> [What you will do] Starting from the line that contains "Target: street lamp post", reproduce each line exactly through the end of the material, and include no other lines.

> [Given data]
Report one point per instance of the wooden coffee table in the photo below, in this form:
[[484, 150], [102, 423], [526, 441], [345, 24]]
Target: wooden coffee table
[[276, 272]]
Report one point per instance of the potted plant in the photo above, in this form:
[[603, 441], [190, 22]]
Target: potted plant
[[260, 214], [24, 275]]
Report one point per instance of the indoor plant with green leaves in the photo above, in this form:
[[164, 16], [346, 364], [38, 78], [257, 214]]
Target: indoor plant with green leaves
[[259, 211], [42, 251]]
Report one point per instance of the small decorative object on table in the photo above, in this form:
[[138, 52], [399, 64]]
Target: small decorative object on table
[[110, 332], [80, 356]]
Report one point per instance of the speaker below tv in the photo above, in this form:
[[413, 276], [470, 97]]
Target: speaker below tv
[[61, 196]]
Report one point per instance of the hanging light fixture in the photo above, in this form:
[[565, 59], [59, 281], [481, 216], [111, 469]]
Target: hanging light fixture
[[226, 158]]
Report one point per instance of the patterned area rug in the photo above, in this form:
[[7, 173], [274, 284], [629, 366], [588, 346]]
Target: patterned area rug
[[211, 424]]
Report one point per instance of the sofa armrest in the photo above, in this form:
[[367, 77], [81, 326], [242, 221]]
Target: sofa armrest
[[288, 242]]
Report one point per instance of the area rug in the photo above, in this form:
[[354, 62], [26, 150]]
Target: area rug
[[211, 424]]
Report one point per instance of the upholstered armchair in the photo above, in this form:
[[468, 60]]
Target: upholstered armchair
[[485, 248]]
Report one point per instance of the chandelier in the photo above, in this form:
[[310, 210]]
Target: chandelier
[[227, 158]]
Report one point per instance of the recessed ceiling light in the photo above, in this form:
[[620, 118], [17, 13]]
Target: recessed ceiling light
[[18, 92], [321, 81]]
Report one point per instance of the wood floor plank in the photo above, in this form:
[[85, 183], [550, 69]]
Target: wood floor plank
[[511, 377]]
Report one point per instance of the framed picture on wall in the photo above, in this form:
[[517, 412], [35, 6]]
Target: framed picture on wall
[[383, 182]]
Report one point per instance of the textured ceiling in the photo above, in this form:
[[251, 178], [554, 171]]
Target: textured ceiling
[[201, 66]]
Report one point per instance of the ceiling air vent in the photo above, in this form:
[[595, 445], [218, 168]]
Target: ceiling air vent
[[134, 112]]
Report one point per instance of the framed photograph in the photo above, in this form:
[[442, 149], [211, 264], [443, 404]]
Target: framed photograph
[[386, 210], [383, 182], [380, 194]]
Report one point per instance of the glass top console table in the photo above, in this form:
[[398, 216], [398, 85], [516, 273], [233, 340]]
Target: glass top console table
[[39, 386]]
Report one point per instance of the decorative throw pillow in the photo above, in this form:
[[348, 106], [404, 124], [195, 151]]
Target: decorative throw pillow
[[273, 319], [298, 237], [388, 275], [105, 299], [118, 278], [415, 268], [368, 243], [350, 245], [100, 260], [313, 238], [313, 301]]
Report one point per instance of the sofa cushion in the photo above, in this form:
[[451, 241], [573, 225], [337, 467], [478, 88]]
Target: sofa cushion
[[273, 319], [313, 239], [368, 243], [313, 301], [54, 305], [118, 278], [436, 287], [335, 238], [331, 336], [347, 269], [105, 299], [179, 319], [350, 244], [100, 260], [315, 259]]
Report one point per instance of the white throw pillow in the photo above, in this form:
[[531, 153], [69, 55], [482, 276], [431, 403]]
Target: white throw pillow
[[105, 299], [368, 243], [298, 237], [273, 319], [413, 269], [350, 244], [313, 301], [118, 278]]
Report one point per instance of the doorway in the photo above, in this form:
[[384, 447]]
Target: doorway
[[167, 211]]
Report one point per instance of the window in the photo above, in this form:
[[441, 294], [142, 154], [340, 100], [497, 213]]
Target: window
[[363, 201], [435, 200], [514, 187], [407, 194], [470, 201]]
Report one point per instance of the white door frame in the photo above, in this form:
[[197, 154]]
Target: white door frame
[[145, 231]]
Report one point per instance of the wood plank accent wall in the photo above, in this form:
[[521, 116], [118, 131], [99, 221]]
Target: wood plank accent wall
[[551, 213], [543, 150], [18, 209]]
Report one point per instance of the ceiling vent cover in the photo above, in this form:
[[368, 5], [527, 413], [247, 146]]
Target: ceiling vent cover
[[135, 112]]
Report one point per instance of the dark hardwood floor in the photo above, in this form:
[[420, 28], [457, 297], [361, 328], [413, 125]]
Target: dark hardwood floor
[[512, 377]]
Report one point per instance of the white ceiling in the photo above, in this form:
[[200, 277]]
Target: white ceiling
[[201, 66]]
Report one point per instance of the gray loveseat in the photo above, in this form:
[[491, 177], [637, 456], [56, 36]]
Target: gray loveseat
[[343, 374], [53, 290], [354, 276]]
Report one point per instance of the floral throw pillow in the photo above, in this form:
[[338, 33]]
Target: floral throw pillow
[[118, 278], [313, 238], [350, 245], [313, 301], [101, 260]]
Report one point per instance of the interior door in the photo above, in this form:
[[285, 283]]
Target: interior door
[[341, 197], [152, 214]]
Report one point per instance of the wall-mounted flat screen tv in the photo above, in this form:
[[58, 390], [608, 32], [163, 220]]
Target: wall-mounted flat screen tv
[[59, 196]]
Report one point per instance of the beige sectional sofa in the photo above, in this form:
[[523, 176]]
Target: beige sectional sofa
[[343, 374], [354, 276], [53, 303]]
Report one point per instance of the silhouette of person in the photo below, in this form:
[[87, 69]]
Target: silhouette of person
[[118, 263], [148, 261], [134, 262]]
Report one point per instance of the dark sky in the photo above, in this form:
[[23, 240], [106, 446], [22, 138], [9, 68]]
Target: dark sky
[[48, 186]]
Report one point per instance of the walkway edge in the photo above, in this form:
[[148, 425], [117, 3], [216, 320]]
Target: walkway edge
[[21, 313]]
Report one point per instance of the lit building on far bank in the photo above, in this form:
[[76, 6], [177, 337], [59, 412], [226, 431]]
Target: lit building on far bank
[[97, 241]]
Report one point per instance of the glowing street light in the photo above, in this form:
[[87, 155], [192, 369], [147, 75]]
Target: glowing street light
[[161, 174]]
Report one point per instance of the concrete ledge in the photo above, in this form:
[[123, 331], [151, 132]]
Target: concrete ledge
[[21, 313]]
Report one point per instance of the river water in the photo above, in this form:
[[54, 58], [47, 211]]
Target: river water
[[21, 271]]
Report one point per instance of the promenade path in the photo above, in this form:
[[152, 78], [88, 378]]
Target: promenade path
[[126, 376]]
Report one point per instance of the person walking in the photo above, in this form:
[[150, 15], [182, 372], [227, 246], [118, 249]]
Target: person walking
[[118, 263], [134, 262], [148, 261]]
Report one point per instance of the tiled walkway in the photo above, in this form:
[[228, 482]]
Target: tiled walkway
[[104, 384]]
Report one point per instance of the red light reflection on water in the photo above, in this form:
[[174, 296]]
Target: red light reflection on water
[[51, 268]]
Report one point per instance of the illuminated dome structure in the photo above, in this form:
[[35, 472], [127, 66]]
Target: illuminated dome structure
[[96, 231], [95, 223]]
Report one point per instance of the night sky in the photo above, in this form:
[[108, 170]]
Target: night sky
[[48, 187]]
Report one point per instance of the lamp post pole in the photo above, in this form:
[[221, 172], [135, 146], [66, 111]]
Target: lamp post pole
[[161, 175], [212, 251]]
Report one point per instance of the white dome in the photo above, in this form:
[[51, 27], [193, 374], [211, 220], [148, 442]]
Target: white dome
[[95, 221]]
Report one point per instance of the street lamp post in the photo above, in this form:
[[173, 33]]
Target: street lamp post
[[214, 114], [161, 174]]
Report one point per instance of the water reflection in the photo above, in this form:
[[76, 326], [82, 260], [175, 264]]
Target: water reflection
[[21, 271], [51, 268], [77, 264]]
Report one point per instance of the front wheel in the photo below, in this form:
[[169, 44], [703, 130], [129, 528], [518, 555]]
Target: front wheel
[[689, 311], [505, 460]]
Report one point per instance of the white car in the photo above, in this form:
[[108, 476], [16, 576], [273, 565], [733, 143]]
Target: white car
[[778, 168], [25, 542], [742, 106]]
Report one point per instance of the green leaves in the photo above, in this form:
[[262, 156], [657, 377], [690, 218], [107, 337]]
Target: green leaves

> [Solution for this task]
Target: street lamp post
[[214, 114], [161, 174]]
Report one point per instance of the water reflection in the photo above, in this form:
[[76, 326], [82, 260], [175, 264]]
Target: water reflection
[[21, 271], [51, 268], [77, 264]]
Report one point per instance of the front wheel in the photo below, in this form:
[[169, 44], [703, 130], [129, 528], [518, 555]]
Target: front wheel
[[689, 311], [505, 460]]
Report one point per instance of the white car in the photo above, in this form:
[[108, 476], [16, 576], [273, 565], [733, 143]]
Target: white car
[[778, 168], [25, 542], [742, 106]]
Report one point per instance of the green leaves in the photo above, in this form:
[[262, 156], [657, 377], [690, 218], [107, 337]]
Target: green leaves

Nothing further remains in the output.